[ASSIGNED TASK]: Leave out all pictures and retype exactly the lines from the one with "Detect the chair" through the last line of the material.

▬▬▬▬▬▬

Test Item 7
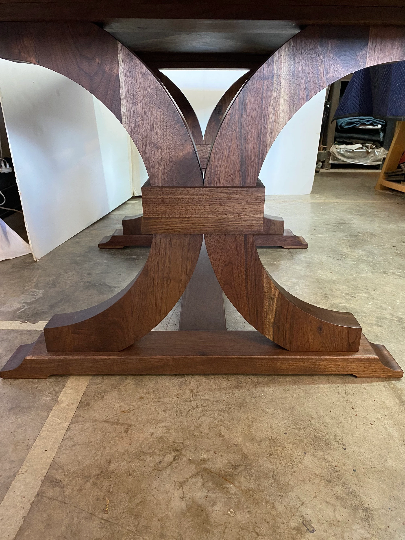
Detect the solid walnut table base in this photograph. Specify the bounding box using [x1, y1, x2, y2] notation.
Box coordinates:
[1, 23, 404, 380]
[1, 332, 402, 379]
[2, 228, 400, 380]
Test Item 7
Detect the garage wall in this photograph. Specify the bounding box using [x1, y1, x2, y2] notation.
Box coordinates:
[0, 60, 141, 260]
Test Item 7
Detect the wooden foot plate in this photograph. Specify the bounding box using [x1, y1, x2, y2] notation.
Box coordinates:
[98, 229, 308, 249]
[98, 228, 153, 248]
[1, 331, 402, 379]
[255, 229, 308, 248]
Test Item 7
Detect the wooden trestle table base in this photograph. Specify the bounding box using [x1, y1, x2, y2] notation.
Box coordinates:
[0, 22, 403, 379]
[1, 243, 402, 379]
[97, 71, 308, 251]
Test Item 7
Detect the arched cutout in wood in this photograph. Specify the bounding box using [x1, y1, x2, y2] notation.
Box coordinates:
[154, 69, 255, 170]
[154, 70, 204, 145]
[205, 26, 405, 351]
[152, 70, 254, 171]
[203, 70, 253, 147]
[198, 70, 254, 170]
[0, 22, 203, 351]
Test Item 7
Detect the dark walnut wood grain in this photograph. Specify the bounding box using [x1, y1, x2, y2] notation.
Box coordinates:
[98, 215, 308, 249]
[122, 215, 143, 235]
[118, 43, 202, 187]
[0, 23, 203, 185]
[195, 143, 211, 170]
[141, 181, 265, 234]
[1, 332, 401, 379]
[97, 66, 306, 246]
[98, 230, 153, 249]
[0, 3, 405, 26]
[263, 215, 284, 235]
[206, 26, 364, 187]
[98, 227, 308, 250]
[136, 52, 270, 70]
[195, 70, 253, 170]
[1, 23, 402, 376]
[255, 230, 308, 249]
[204, 70, 253, 146]
[45, 235, 203, 352]
[205, 26, 405, 188]
[204, 25, 405, 352]
[0, 23, 203, 188]
[153, 69, 253, 170]
[0, 22, 122, 120]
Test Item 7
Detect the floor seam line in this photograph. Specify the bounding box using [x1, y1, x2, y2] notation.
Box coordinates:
[0, 375, 91, 540]
[0, 322, 48, 330]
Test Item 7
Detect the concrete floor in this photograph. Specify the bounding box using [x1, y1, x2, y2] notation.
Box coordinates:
[1, 170, 405, 539]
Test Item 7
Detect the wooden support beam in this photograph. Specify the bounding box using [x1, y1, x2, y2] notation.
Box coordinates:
[255, 229, 308, 248]
[98, 228, 308, 250]
[0, 3, 405, 25]
[98, 229, 153, 249]
[376, 121, 405, 192]
[1, 332, 401, 379]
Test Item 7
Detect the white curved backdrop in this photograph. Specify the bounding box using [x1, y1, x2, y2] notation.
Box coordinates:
[0, 59, 144, 260]
[259, 89, 326, 195]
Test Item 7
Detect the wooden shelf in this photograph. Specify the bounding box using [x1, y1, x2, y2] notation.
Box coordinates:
[378, 179, 405, 193]
[376, 121, 405, 192]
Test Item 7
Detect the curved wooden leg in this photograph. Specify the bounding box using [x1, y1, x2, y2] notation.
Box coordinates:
[44, 234, 203, 352]
[205, 234, 361, 352]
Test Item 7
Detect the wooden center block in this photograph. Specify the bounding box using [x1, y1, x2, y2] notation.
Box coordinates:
[141, 180, 265, 234]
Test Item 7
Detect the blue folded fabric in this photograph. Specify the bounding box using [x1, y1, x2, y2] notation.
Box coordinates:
[334, 61, 405, 120]
[336, 117, 385, 130]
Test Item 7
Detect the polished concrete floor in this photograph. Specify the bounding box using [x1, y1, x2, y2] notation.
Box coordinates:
[1, 170, 405, 539]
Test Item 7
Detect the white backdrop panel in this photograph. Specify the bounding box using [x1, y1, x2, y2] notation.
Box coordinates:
[259, 89, 327, 195]
[161, 69, 248, 136]
[0, 60, 134, 259]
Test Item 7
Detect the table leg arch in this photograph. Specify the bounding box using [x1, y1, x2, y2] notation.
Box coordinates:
[154, 70, 204, 145]
[205, 234, 361, 352]
[0, 22, 203, 188]
[205, 26, 405, 187]
[203, 70, 253, 147]
[45, 235, 203, 352]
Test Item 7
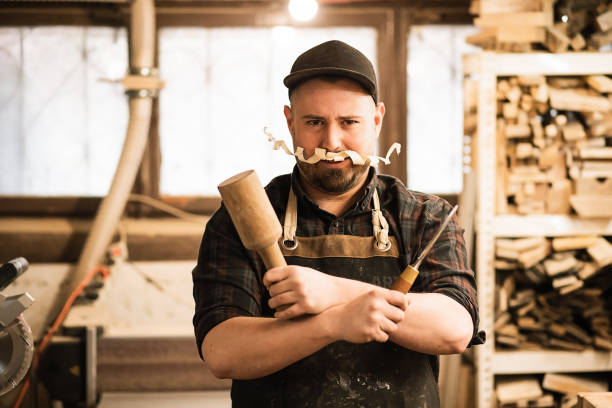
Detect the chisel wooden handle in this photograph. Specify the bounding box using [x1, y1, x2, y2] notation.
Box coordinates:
[390, 265, 419, 294]
[218, 170, 287, 270]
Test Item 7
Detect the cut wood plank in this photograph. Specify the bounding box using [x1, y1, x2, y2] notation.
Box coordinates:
[542, 373, 608, 395]
[519, 240, 551, 268]
[587, 237, 612, 268]
[506, 124, 532, 138]
[563, 122, 587, 141]
[545, 25, 570, 53]
[570, 195, 612, 217]
[552, 274, 579, 288]
[578, 147, 612, 160]
[549, 88, 611, 112]
[570, 33, 587, 50]
[596, 10, 612, 32]
[498, 26, 546, 43]
[475, 11, 553, 27]
[559, 279, 584, 294]
[578, 392, 612, 408]
[479, 0, 543, 15]
[497, 236, 548, 253]
[552, 236, 599, 251]
[539, 144, 561, 168]
[497, 376, 543, 404]
[578, 262, 601, 280]
[548, 337, 586, 351]
[586, 75, 612, 93]
[594, 336, 612, 350]
[518, 75, 546, 86]
[547, 180, 572, 215]
[544, 256, 578, 276]
[531, 84, 549, 103]
[574, 178, 612, 196]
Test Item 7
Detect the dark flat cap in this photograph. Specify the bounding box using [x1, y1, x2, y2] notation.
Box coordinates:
[284, 40, 377, 103]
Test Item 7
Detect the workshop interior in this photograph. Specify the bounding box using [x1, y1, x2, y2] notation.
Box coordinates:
[1, 0, 612, 407]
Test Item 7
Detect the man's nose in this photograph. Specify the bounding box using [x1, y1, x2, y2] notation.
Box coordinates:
[321, 123, 343, 152]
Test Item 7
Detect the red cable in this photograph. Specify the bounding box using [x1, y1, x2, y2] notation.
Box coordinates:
[13, 265, 109, 408]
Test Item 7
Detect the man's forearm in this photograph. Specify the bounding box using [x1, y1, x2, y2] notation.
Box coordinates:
[333, 278, 474, 354]
[202, 313, 336, 380]
[390, 292, 473, 355]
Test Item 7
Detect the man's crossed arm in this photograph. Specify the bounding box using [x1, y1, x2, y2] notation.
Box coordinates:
[202, 265, 473, 380]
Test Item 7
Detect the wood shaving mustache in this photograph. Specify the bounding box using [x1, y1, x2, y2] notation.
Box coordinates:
[264, 127, 401, 167]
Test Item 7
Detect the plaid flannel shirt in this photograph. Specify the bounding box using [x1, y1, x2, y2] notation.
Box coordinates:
[193, 166, 483, 358]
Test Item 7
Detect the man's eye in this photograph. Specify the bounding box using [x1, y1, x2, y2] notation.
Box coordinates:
[343, 119, 358, 125]
[307, 120, 323, 126]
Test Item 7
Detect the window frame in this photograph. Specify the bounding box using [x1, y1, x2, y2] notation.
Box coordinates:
[0, 2, 471, 217]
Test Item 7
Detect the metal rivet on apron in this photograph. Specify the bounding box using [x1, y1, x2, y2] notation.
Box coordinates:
[281, 239, 298, 251]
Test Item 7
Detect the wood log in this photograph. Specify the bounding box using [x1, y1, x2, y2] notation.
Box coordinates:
[549, 88, 611, 112]
[503, 102, 519, 119]
[506, 124, 532, 138]
[562, 121, 587, 141]
[586, 75, 612, 93]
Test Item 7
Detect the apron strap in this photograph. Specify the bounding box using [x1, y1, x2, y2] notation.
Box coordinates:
[372, 189, 391, 252]
[282, 185, 392, 252]
[282, 186, 298, 250]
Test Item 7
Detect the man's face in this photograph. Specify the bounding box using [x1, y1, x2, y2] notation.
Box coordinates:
[283, 78, 385, 195]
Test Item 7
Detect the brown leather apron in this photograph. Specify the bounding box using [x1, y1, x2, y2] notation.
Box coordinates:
[231, 187, 440, 408]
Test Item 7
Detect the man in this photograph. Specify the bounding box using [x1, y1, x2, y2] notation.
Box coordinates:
[193, 40, 483, 407]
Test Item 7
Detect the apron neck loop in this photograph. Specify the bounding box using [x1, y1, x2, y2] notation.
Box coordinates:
[372, 188, 391, 251]
[282, 185, 392, 252]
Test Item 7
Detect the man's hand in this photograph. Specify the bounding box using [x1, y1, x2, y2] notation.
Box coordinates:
[264, 265, 342, 319]
[328, 289, 408, 343]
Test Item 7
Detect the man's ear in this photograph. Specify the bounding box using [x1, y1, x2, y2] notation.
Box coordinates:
[374, 102, 385, 138]
[283, 105, 294, 136]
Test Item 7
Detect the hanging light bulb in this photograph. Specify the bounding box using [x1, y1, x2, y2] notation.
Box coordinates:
[288, 0, 319, 22]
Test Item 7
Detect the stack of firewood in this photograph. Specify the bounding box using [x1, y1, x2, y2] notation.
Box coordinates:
[493, 74, 612, 216]
[496, 373, 609, 408]
[468, 0, 612, 52]
[494, 236, 612, 351]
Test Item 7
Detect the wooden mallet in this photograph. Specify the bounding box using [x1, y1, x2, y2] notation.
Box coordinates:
[218, 170, 287, 270]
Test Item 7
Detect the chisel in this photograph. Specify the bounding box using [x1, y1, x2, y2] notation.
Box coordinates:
[390, 205, 459, 293]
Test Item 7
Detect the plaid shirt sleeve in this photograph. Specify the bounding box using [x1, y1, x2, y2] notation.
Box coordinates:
[403, 194, 485, 346]
[192, 204, 267, 359]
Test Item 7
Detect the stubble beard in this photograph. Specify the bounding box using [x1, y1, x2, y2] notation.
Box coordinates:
[297, 159, 370, 194]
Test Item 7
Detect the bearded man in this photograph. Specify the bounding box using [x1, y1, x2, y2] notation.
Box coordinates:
[192, 40, 483, 408]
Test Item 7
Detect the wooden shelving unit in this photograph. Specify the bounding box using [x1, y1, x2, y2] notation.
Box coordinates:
[464, 52, 612, 408]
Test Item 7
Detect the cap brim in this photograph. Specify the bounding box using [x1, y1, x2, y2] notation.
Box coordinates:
[283, 67, 376, 96]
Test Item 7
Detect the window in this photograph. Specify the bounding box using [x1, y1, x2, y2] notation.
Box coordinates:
[0, 26, 129, 196]
[407, 25, 479, 194]
[158, 26, 377, 195]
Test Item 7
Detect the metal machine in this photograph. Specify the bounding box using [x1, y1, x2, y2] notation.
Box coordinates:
[0, 257, 34, 397]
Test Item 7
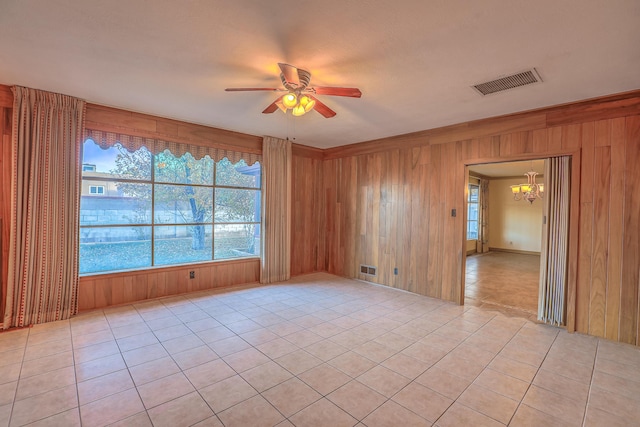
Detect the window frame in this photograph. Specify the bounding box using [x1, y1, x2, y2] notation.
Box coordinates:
[467, 183, 480, 241]
[79, 144, 261, 275]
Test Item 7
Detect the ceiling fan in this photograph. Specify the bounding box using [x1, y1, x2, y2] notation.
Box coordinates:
[225, 63, 362, 118]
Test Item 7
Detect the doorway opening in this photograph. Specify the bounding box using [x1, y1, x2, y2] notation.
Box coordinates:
[463, 159, 546, 320]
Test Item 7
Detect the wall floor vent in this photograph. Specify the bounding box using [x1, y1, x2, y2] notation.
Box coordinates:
[472, 69, 542, 96]
[360, 264, 377, 276]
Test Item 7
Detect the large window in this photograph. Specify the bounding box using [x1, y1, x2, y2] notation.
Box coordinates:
[467, 183, 479, 240]
[79, 139, 261, 274]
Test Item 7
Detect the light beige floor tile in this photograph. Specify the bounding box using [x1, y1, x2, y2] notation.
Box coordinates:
[298, 363, 352, 395]
[304, 339, 348, 361]
[116, 332, 159, 352]
[122, 343, 168, 367]
[239, 328, 279, 346]
[147, 391, 214, 427]
[275, 349, 322, 375]
[185, 317, 222, 333]
[77, 369, 134, 405]
[27, 328, 71, 346]
[0, 381, 16, 406]
[223, 347, 270, 372]
[191, 415, 224, 427]
[200, 374, 257, 413]
[283, 329, 324, 347]
[21, 350, 74, 379]
[392, 382, 453, 422]
[73, 340, 121, 364]
[256, 337, 299, 359]
[381, 353, 430, 379]
[195, 325, 236, 344]
[591, 370, 640, 397]
[15, 365, 76, 401]
[289, 398, 357, 427]
[217, 395, 284, 427]
[356, 365, 410, 397]
[595, 356, 640, 383]
[353, 341, 397, 363]
[75, 353, 126, 382]
[80, 388, 143, 426]
[457, 384, 517, 424]
[510, 404, 573, 427]
[208, 336, 251, 357]
[0, 363, 22, 386]
[161, 333, 205, 355]
[24, 339, 73, 361]
[363, 399, 430, 427]
[522, 385, 585, 426]
[434, 354, 485, 382]
[0, 403, 9, 427]
[240, 360, 293, 392]
[128, 356, 180, 386]
[488, 355, 538, 383]
[540, 354, 593, 384]
[26, 408, 81, 427]
[184, 358, 235, 389]
[263, 377, 322, 417]
[107, 411, 153, 427]
[583, 406, 632, 427]
[10, 384, 78, 426]
[329, 330, 370, 348]
[532, 368, 590, 403]
[436, 402, 503, 427]
[327, 380, 386, 420]
[473, 368, 529, 401]
[0, 348, 25, 369]
[72, 329, 115, 349]
[587, 386, 640, 421]
[137, 372, 195, 409]
[171, 345, 219, 370]
[328, 351, 377, 378]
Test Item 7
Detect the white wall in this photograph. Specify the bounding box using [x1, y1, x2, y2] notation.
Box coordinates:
[488, 177, 543, 253]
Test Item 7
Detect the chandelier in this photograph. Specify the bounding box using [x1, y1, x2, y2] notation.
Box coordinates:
[276, 92, 316, 117]
[510, 170, 544, 204]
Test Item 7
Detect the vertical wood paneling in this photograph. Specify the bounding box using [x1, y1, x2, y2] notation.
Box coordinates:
[605, 118, 626, 340]
[588, 139, 611, 337]
[621, 116, 640, 344]
[576, 122, 595, 333]
[78, 259, 260, 310]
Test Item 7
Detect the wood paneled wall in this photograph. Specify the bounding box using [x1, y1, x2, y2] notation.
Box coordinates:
[0, 85, 13, 320]
[78, 259, 260, 310]
[290, 144, 325, 276]
[323, 90, 640, 345]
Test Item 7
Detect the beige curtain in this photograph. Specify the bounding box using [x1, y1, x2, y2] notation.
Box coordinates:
[3, 87, 85, 329]
[538, 156, 571, 326]
[260, 136, 291, 283]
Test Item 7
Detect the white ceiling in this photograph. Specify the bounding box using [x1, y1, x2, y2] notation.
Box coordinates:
[469, 159, 545, 178]
[1, 1, 638, 149]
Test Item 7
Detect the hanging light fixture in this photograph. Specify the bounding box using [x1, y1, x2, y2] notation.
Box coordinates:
[279, 91, 316, 117]
[511, 169, 544, 204]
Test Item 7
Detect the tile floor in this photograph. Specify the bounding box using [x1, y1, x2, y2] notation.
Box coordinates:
[465, 252, 540, 321]
[0, 272, 639, 426]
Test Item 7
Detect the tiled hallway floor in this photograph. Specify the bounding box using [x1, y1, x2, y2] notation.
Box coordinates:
[1, 273, 639, 426]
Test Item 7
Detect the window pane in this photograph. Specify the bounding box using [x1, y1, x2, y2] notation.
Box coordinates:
[214, 224, 260, 259]
[155, 184, 213, 224]
[80, 182, 152, 225]
[467, 221, 479, 240]
[79, 226, 152, 274]
[215, 188, 260, 223]
[216, 158, 261, 188]
[82, 139, 152, 180]
[154, 225, 212, 266]
[468, 185, 479, 202]
[467, 204, 479, 221]
[155, 151, 213, 185]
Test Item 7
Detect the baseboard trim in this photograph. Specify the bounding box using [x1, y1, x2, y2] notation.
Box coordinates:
[488, 247, 541, 256]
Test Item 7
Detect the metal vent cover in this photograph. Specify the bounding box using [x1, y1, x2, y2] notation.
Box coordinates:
[360, 264, 377, 276]
[472, 69, 542, 96]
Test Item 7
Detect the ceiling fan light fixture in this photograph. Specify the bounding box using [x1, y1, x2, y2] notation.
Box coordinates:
[299, 95, 316, 112]
[292, 104, 307, 116]
[282, 92, 298, 109]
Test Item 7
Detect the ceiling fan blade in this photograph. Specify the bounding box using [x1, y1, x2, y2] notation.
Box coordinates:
[225, 88, 283, 92]
[308, 95, 336, 118]
[278, 63, 300, 86]
[310, 86, 362, 98]
[262, 95, 284, 114]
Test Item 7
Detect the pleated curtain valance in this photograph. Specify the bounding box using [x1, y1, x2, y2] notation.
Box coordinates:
[84, 128, 262, 165]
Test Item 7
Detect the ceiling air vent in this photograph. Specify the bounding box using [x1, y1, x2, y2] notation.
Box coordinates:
[472, 69, 542, 96]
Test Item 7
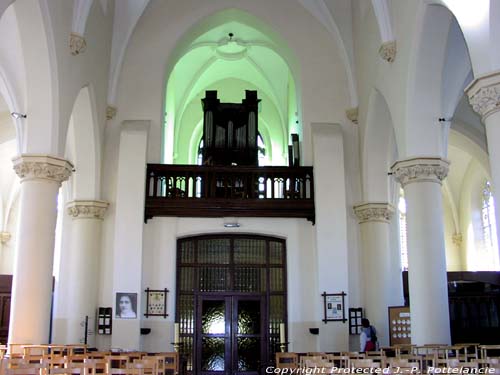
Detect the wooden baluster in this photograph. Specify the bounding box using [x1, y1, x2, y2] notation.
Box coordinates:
[152, 172, 158, 197]
[271, 173, 275, 199]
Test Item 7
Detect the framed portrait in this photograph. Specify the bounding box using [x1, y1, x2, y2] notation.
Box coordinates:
[322, 291, 347, 323]
[115, 292, 138, 319]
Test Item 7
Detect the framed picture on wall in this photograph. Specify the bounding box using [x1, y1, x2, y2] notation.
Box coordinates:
[115, 292, 138, 319]
[144, 288, 169, 318]
[322, 291, 347, 323]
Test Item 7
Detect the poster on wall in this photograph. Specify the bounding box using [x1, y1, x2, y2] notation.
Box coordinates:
[322, 291, 347, 323]
[115, 292, 138, 319]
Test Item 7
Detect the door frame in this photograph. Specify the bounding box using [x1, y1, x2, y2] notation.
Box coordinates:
[195, 293, 267, 375]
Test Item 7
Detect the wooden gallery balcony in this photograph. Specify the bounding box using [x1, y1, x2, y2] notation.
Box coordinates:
[144, 164, 315, 223]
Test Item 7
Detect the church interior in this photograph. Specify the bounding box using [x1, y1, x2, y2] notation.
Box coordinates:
[1, 0, 500, 373]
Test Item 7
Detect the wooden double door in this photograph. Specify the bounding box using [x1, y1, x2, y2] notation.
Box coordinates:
[197, 294, 266, 375]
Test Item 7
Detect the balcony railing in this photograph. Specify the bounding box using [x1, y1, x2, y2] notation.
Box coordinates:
[145, 164, 315, 223]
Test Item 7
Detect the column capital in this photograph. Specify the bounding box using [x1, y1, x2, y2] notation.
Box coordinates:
[106, 105, 117, 120]
[353, 202, 395, 224]
[390, 157, 449, 187]
[346, 107, 358, 124]
[67, 200, 109, 220]
[379, 40, 397, 63]
[465, 70, 500, 121]
[12, 154, 73, 184]
[70, 32, 87, 56]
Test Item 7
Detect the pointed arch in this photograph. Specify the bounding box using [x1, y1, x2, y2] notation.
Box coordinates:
[65, 85, 101, 200]
[362, 89, 398, 202]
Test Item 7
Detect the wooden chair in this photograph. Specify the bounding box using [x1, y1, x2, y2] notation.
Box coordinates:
[387, 358, 420, 374]
[157, 353, 178, 375]
[480, 345, 500, 359]
[275, 352, 298, 369]
[83, 358, 106, 375]
[131, 359, 157, 375]
[326, 354, 349, 368]
[300, 356, 324, 368]
[141, 356, 164, 375]
[351, 359, 380, 369]
[3, 367, 43, 375]
[66, 345, 87, 357]
[41, 356, 68, 370]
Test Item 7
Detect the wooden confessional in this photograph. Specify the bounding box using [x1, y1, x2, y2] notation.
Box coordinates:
[201, 90, 260, 166]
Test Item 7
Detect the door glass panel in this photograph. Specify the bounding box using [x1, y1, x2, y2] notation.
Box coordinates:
[269, 241, 283, 264]
[238, 300, 260, 334]
[179, 294, 194, 334]
[199, 267, 230, 292]
[202, 300, 225, 334]
[198, 239, 230, 264]
[270, 268, 284, 292]
[234, 239, 266, 264]
[201, 337, 225, 371]
[234, 267, 266, 292]
[237, 337, 260, 371]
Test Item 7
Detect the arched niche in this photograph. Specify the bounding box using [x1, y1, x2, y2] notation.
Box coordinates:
[164, 9, 300, 166]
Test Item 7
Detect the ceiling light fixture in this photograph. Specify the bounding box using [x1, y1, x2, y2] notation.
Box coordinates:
[223, 222, 240, 228]
[11, 112, 27, 119]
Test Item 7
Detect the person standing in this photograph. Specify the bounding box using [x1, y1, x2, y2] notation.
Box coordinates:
[360, 318, 377, 351]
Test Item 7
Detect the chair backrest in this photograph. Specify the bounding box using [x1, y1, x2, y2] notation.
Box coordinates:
[351, 359, 380, 369]
[131, 359, 157, 375]
[275, 352, 298, 369]
[326, 355, 349, 368]
[141, 356, 164, 375]
[83, 358, 107, 375]
[106, 355, 131, 374]
[158, 352, 178, 375]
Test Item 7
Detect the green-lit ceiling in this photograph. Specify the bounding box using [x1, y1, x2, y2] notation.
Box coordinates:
[164, 19, 300, 166]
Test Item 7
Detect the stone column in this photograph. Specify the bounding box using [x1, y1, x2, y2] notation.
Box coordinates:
[66, 200, 109, 345]
[466, 71, 500, 250]
[353, 202, 396, 347]
[390, 157, 451, 345]
[8, 155, 73, 346]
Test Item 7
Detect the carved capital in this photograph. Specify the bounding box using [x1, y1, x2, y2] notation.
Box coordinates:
[70, 33, 87, 56]
[346, 107, 358, 124]
[390, 157, 449, 187]
[353, 202, 395, 224]
[379, 40, 397, 63]
[12, 155, 73, 184]
[465, 70, 500, 121]
[0, 231, 11, 244]
[106, 105, 117, 120]
[67, 200, 109, 220]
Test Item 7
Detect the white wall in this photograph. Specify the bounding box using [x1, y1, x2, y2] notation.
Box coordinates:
[141, 217, 318, 353]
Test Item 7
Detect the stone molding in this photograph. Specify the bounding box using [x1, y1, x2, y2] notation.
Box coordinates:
[353, 202, 395, 224]
[12, 155, 73, 184]
[346, 107, 358, 124]
[379, 40, 396, 63]
[390, 157, 449, 187]
[0, 231, 11, 244]
[70, 32, 87, 56]
[67, 200, 109, 220]
[106, 105, 117, 120]
[465, 70, 500, 121]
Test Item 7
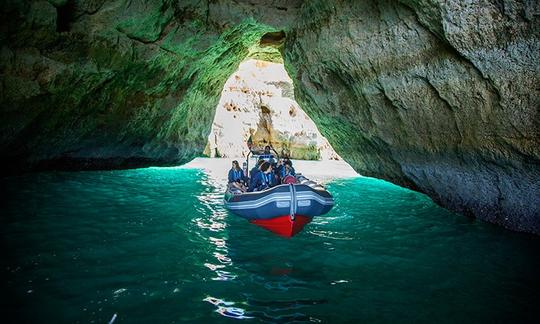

▬▬▬▬▬▬

[SOLUTION TO THIS EXERCISE]:
Detect the chair backrest in this photograph. Specify the bounding box using [x1, y1, x2, y2] notation.
Box coordinates:
[351, 359, 380, 369]
[131, 359, 157, 375]
[275, 352, 298, 369]
[326, 355, 349, 368]
[141, 356, 164, 375]
[83, 358, 107, 375]
[106, 355, 131, 374]
[158, 352, 178, 375]
Test Item 7
Detect the green-lit ceiling in this photograph. Specify the bounding box using [x1, y1, x2, y2] notation.
Box coordinates:
[164, 19, 300, 166]
Test Item 7
Detect the stone column in this photograph. Specify the bounding box using [x1, y1, x2, y2] notation.
Box coordinates:
[66, 200, 109, 345]
[466, 71, 500, 250]
[353, 202, 396, 347]
[390, 157, 451, 345]
[8, 155, 73, 346]
Test Item 7
Detect the carved capital in this photograph. Specify the bounding box using [x1, y1, x2, y2] notation.
Box coordinates:
[70, 33, 87, 56]
[346, 107, 358, 124]
[390, 157, 449, 187]
[353, 202, 395, 224]
[379, 40, 397, 63]
[12, 155, 73, 184]
[465, 70, 500, 121]
[0, 231, 11, 244]
[106, 105, 117, 120]
[67, 200, 109, 220]
Test Item 7
Detect the white wall in this photograph. Specify the bounding box using [x1, y1, x2, y2] notation.
Box coordinates:
[141, 217, 318, 353]
Test Item 7
Detect the stone molding in this photograph. Specify the bounding box using [x1, y1, x2, y2] notation.
Box coordinates:
[353, 202, 395, 224]
[12, 155, 73, 184]
[346, 107, 358, 124]
[379, 40, 396, 63]
[390, 157, 449, 187]
[0, 231, 11, 244]
[70, 32, 87, 56]
[67, 200, 109, 220]
[106, 105, 117, 120]
[465, 70, 500, 121]
Test Item 7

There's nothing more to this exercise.